Estratto
┌──

Infatti, Matou, è proprio da tutte queste contraddizioni che mi sono fatta l'idea che non esiste un unico termine per poter indicare



> tutta la musica che sta fuori dalla definizione di classica (intendendo anche la classica _contemporanea_)



come chiedeva Pizzi nel primo post


----------



## matoupaschat

All'inizio, non sapevo come interpretare la domanda di Pizzi. Io sono un amante di classica e Boulez, anche se non lo posso sentire, è decisamente un compositore di classica (occidentale) contemporanea. Quindi l'unica soluzione sarebbe, come proposto da Vallery, "musica non classica".


----------



## vallery

vallery said:


> No, non è lo stesso, *matoupaschat* ti ha suggerito il link sulla musica classica, io, invece, sui generi musicali.



Non riesco a modificare il mio post precedente, perciò scrivo uno nuovo. Hai ragione, pizzi, ora ho visto. Chiedo scusa a tutti e due per la svista.

Vallery


----------



## pizzi

francisgranada said:


> Insomma, mi pare che un termine univoco o generale non lo troviamo, se non "musica non classica" .

└──

Prosegui la discussione sulla musica non classica partendo dall'ultima frase riportata. I record non hanno alcun ruolo in questo.

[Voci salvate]
┌──

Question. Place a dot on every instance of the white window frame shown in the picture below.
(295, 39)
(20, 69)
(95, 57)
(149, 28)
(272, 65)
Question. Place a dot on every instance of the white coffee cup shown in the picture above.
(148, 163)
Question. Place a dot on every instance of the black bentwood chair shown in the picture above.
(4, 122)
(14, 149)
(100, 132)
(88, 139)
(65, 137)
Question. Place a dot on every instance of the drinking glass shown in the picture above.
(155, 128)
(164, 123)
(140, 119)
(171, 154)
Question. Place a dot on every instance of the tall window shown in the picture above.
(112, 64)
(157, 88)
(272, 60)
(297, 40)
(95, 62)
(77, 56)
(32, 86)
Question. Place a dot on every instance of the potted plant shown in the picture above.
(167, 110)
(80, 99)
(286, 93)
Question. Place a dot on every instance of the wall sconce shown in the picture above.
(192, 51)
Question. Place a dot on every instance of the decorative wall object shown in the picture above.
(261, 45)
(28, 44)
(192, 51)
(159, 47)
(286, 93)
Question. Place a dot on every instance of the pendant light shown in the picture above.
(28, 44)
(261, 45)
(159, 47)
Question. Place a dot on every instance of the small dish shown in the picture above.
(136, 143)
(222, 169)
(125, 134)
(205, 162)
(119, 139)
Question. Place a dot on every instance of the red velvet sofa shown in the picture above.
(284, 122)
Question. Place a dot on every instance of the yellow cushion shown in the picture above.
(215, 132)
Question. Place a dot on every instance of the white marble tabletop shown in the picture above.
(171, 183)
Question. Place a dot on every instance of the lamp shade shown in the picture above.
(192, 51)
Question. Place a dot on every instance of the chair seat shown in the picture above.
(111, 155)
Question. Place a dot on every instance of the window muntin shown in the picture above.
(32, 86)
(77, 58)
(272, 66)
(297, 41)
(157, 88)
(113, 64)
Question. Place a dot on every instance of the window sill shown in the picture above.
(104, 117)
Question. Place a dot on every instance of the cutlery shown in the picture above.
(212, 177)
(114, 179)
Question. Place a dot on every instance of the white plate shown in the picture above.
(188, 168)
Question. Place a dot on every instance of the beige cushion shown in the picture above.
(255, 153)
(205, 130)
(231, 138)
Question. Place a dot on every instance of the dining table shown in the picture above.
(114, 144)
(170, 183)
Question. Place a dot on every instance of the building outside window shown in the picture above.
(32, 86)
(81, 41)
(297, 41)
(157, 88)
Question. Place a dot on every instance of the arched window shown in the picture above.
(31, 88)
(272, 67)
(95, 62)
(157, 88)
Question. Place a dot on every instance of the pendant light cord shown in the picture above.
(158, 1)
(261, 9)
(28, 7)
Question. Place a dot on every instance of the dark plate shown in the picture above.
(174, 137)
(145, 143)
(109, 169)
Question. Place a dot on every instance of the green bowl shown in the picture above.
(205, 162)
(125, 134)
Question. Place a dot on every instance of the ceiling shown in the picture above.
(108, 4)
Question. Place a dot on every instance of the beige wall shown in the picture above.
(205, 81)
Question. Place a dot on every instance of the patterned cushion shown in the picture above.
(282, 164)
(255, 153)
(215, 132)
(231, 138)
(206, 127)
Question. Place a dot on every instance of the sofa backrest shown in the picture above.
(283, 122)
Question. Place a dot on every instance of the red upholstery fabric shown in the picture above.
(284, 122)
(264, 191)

└──
┌──

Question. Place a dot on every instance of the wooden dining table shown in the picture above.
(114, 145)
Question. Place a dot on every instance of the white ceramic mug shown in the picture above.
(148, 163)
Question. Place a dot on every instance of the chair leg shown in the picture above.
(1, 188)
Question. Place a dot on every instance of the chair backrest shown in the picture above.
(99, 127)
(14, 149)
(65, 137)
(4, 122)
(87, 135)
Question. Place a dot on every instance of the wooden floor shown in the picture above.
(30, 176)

└──

Risultato finale
matoupaschat said:


> Quindi l'unica soluzione sarebbe, come proposto da Vallery, "musica non classica".



 Fantastica discussione in cui per plebiscito si opta per il titolo del thread! D'accordo, quindi; avrei però preferito un termine senza negazione, ma forse _non classica_ è la via più breve e chiara .


----------



## vallery

pizzi said:


> Fantastica discussione in cui per plebiscito si opta per il titolo del thread! D'accordo, quindi; avrei però preferito un termine senza negazione, ma forse _non classica_ è la via più breve e chiara .


Ti spiego, a scanso di equivoci, la mia risposta era ironica, ho usato il forse, l’ho messa pure in grassetto, con un sorriso accanto; volevo sottolineare, che non potevi trovare di meglio, di ciò che hai scritto già, secondo il mio personalissimo parere, si intende. Mi spiace che non sia capito. Ho letto bene il titolo del thread.


----------



## pizzi

Vallery  sì! Non sei stata fraintesa . Forse non era chiaro il fatto che trovo divertente essere tornati al titolo del thread .

Vedo che per ora la definizione *musica non classica* è quella verso cui tutti siamo orientati, anche se la mia ricerca verteva sulla possibilità di trovare un termine alternativo per definire la produzione musicale di qualità, ma non _seria_  nel senso francisgranadiano. Anche perché, dicendo _musica non classica_, si finisce per fare una separazione binaria: da una parte la classica, dall'altra tutto il resto. Volevo invece tenere fuori pure quella correntemente chiamata leggera, come detto nel # 1, e quindi dovrei dire *musica non classica e non leggera*...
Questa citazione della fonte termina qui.